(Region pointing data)
———
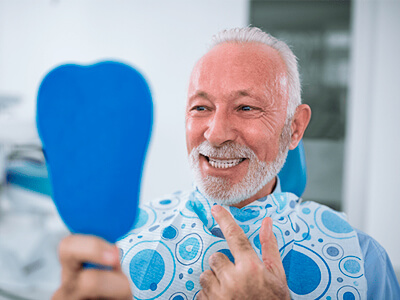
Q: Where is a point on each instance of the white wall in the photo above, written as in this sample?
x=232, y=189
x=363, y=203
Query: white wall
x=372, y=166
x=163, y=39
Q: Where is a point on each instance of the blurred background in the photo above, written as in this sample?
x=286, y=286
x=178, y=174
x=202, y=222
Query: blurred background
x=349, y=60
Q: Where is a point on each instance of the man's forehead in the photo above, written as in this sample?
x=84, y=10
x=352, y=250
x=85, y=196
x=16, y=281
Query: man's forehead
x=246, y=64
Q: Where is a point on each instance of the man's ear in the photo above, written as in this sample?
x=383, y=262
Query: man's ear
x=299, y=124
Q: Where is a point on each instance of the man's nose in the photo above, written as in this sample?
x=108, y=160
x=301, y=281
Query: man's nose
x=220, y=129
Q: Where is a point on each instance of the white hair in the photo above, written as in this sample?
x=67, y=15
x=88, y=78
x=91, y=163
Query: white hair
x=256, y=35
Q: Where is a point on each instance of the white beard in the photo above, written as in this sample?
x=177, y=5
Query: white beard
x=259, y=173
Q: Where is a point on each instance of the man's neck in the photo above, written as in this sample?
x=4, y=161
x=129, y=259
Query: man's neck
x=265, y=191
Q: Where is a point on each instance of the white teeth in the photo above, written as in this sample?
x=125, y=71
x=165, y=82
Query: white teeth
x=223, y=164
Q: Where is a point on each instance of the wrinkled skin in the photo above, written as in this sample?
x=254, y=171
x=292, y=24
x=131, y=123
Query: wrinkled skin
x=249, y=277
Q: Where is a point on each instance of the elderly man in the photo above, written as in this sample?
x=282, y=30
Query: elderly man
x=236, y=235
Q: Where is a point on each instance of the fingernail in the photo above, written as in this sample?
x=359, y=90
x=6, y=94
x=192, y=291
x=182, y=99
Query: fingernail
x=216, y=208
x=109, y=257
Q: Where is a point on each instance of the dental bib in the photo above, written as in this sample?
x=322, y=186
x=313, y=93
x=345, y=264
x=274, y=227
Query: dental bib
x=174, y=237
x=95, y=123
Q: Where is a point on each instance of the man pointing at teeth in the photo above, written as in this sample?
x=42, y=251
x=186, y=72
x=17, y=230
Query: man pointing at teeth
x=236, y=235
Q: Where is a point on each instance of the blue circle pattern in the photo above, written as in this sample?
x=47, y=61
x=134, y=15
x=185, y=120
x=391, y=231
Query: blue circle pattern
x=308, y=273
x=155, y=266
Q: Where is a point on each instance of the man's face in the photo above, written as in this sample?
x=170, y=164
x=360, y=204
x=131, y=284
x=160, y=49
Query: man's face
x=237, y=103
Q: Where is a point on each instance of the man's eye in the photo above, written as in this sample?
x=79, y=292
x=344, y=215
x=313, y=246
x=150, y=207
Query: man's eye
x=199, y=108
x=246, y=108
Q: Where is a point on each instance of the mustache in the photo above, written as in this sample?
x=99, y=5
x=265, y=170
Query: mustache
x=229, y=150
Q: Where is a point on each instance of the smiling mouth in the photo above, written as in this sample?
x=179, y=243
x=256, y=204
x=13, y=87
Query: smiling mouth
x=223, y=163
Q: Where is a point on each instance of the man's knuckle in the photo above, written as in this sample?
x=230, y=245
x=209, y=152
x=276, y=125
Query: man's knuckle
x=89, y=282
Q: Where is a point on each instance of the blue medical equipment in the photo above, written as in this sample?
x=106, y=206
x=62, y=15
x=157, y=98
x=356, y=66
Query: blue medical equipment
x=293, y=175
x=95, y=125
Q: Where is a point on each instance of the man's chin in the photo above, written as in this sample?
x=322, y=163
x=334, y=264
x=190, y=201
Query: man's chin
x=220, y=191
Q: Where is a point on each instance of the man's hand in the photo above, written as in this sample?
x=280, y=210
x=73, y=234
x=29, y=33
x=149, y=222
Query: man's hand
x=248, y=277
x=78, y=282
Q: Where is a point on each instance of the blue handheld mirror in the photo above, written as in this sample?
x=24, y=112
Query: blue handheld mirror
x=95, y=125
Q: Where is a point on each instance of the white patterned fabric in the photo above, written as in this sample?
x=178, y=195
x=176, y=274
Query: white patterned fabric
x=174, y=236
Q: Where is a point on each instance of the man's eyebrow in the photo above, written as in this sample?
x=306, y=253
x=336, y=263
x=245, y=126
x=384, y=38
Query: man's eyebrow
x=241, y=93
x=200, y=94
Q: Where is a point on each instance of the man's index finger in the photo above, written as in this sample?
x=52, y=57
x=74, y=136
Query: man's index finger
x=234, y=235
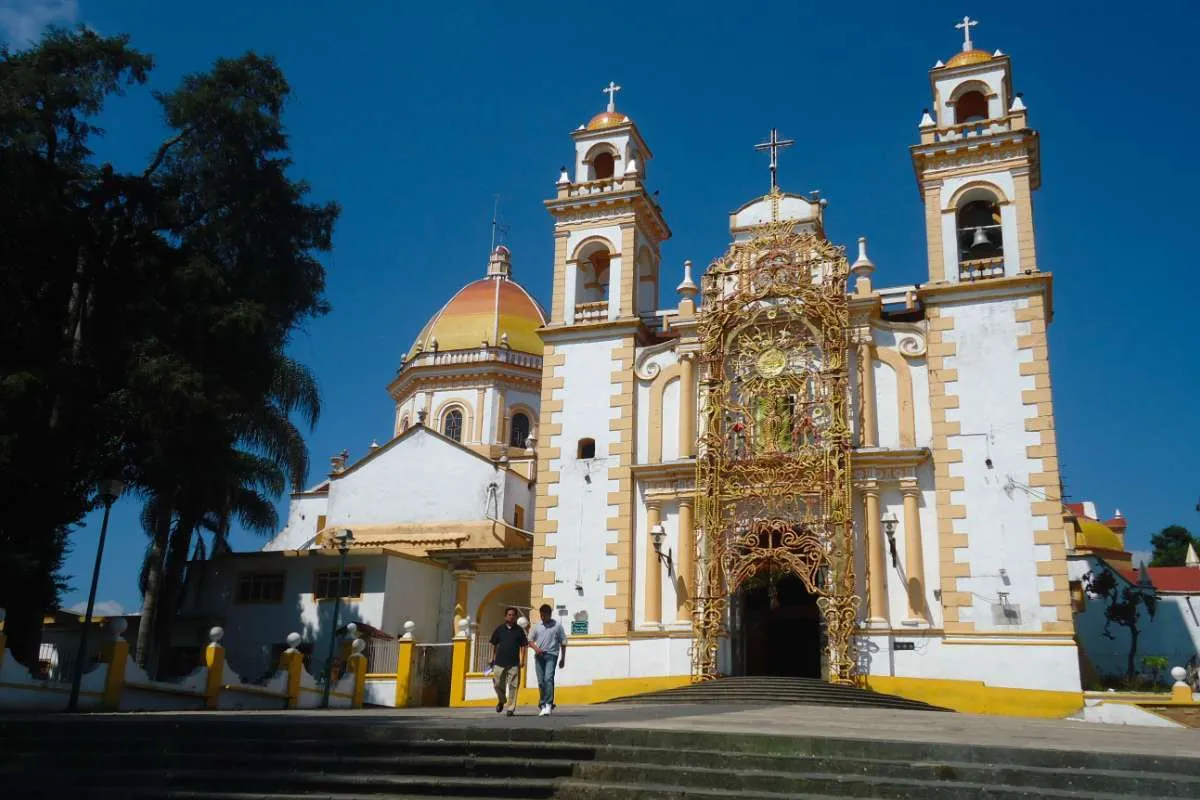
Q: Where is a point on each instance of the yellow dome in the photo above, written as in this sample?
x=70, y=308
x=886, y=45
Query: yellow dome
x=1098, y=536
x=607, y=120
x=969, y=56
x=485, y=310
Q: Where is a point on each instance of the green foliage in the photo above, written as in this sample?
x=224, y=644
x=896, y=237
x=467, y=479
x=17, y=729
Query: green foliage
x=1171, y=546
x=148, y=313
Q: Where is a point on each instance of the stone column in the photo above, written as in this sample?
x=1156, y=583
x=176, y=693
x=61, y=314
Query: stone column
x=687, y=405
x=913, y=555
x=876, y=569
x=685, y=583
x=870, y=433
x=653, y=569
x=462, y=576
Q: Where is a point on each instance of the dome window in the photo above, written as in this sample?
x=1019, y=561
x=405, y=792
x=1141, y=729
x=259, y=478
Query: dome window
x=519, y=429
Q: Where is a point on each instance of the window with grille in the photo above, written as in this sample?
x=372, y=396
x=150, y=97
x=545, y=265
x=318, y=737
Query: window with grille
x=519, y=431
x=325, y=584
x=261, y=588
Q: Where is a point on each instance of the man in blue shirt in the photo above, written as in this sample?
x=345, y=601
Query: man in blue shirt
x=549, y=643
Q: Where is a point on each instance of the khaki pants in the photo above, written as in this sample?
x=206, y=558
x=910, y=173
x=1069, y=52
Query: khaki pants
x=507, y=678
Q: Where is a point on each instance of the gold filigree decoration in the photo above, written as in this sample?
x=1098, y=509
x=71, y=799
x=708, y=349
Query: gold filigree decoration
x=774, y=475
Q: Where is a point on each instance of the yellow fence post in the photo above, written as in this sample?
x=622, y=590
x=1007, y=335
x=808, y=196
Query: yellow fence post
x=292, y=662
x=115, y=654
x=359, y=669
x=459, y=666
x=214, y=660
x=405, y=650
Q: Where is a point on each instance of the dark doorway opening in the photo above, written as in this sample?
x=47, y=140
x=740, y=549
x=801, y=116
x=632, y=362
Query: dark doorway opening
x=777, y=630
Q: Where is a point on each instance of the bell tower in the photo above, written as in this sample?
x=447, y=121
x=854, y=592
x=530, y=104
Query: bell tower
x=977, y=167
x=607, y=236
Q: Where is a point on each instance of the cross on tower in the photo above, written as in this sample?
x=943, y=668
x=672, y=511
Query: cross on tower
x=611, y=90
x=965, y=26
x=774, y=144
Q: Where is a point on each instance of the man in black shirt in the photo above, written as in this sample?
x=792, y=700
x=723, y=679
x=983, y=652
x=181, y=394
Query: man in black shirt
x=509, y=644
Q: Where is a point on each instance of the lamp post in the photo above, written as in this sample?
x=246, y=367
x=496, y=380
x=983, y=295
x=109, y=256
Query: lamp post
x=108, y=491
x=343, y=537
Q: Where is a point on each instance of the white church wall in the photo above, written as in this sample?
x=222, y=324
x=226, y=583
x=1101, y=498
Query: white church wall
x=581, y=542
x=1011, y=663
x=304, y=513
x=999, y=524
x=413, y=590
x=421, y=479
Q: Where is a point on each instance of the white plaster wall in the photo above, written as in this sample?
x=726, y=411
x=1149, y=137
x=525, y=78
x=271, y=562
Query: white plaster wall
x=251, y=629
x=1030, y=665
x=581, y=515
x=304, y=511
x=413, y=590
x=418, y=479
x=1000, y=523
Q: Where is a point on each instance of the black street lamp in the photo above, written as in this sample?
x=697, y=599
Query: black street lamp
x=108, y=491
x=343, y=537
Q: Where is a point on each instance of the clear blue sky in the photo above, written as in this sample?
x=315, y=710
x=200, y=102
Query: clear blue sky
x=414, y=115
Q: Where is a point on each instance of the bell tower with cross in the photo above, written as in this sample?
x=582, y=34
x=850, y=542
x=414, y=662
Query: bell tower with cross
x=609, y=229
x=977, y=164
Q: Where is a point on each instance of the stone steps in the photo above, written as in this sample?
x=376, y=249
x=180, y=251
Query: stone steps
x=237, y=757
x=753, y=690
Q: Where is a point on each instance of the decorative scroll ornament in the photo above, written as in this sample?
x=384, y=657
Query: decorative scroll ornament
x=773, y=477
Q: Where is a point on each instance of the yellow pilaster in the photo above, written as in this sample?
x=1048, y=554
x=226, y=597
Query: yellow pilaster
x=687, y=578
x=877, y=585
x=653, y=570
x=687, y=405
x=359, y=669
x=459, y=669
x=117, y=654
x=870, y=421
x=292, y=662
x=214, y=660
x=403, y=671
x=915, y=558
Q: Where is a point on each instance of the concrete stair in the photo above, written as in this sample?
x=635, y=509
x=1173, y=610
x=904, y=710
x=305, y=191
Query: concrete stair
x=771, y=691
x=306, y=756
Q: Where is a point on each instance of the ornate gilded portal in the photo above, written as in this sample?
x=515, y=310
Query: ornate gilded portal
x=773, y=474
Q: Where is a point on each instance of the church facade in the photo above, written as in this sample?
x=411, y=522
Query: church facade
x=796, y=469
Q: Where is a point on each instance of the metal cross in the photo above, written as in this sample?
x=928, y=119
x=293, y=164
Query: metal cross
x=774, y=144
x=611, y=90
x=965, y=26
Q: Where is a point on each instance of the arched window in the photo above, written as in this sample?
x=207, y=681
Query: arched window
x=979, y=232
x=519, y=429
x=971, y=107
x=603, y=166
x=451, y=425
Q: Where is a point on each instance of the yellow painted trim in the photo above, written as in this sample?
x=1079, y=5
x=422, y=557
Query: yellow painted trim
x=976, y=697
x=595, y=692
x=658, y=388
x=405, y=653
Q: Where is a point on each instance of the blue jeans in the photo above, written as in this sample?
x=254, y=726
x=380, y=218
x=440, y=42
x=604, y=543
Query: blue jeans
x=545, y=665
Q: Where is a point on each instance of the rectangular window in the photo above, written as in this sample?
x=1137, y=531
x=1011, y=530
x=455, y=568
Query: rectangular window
———
| Your instructions |
Print, exactly as written, the lines above from the first one to the one containing "x=165, y=82". Leave out pictures.

| Answer to this exercise |
Q: Where is a point on each instance of the white wall in the photo above, written as in this sample?
x=232, y=189
x=363, y=203
Query: white wall
x=372, y=166
x=163, y=39
Q: Where is a point on each instance of the blurred background in the photo above, written as in this sample?
x=286, y=286
x=178, y=174
x=202, y=222
Query: blurred background
x=349, y=60
Q: Where is a point on each instance of the man's forehead in the photo above, written as in this sample?
x=84, y=10
x=352, y=250
x=85, y=196
x=16, y=281
Query: man's forehead
x=246, y=64
Q: Where is a point on each instance of the man's ear in the photo above, written as in this sample?
x=383, y=262
Query: man's ear
x=299, y=124
Q: Where is a point on each instance of the man's nose in the photo above, written as in this sample?
x=108, y=160
x=301, y=281
Query: man's nose
x=220, y=129
Q: Where is a point on each instance of the white hair in the photo above, written as in this sample?
x=67, y=15
x=88, y=78
x=91, y=163
Query: white hair
x=256, y=35
Q: Where is a point on each instance of the white beard in the photo above, written as in this sample?
x=177, y=5
Query: white beard
x=259, y=173
Q: Where is a point on each instance of the man's neck in the photo above, written as in this sample?
x=4, y=161
x=129, y=259
Query: man's neck
x=265, y=191
Q: Where is a point on each instance of the white teeth in the photo above, written as in this sample?
x=125, y=71
x=165, y=82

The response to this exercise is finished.